§ **DATA FOR THE TASK**
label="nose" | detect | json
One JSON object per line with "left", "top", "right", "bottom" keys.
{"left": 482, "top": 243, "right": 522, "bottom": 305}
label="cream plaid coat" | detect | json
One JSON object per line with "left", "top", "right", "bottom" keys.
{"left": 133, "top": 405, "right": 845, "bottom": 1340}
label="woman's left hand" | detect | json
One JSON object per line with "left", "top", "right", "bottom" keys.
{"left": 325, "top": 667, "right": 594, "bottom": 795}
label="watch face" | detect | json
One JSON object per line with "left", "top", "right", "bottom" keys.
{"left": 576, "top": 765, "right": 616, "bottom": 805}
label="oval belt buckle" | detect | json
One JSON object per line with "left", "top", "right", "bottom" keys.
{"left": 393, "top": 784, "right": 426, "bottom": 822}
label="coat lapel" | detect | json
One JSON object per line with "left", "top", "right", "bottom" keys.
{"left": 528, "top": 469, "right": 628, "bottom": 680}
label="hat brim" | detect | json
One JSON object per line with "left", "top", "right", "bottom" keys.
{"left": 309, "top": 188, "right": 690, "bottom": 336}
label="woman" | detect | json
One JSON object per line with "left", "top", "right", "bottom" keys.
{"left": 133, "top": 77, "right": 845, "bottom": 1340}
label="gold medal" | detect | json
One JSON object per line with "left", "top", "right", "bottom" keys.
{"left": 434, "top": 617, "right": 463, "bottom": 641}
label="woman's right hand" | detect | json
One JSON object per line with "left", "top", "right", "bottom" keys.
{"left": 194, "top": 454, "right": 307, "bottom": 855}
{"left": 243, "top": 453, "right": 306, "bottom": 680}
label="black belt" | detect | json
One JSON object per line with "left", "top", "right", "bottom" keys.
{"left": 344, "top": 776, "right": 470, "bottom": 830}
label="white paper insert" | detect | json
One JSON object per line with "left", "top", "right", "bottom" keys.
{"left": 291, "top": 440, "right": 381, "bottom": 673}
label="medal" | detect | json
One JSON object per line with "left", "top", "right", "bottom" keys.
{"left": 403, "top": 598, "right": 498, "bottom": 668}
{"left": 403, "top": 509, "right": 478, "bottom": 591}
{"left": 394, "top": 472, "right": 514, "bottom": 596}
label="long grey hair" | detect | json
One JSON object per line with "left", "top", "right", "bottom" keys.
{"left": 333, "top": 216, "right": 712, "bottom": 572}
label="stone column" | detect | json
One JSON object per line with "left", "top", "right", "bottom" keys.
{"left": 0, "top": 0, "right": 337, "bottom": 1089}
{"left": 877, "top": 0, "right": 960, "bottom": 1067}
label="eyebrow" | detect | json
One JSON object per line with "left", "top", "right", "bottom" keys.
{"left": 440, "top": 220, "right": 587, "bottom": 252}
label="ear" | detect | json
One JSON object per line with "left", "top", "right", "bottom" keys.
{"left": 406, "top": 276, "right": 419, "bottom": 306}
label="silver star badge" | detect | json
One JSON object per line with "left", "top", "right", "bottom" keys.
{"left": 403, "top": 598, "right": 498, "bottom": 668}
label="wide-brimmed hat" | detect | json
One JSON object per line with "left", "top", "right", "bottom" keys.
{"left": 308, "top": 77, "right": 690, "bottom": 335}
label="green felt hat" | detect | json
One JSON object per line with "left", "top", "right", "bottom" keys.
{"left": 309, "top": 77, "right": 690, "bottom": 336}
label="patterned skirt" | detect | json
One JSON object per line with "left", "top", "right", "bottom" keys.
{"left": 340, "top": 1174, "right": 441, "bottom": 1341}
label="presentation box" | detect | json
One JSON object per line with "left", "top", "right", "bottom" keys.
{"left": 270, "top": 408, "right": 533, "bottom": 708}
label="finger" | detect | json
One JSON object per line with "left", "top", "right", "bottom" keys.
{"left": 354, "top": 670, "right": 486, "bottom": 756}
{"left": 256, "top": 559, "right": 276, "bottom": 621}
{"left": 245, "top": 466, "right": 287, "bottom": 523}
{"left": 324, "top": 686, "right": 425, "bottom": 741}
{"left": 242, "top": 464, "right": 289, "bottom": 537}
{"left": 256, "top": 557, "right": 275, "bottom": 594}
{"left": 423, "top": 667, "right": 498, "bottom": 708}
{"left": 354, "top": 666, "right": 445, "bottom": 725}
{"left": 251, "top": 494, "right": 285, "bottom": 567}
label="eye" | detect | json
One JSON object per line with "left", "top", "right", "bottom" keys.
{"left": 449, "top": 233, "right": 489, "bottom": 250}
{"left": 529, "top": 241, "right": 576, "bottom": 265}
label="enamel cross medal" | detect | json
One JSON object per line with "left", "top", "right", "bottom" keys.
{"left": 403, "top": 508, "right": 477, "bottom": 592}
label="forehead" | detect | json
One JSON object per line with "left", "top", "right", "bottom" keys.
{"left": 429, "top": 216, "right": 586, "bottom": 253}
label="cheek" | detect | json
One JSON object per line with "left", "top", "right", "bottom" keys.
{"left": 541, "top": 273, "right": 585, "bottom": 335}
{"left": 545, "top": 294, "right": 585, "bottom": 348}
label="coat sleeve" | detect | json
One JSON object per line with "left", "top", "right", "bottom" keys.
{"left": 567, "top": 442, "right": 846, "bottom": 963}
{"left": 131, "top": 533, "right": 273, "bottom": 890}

§ **WHAT TO PRODUCE**
Your answer must be one number: the count of lines in the entries that contain the string "belt".

§ **PROBLEM SOLUTION**
2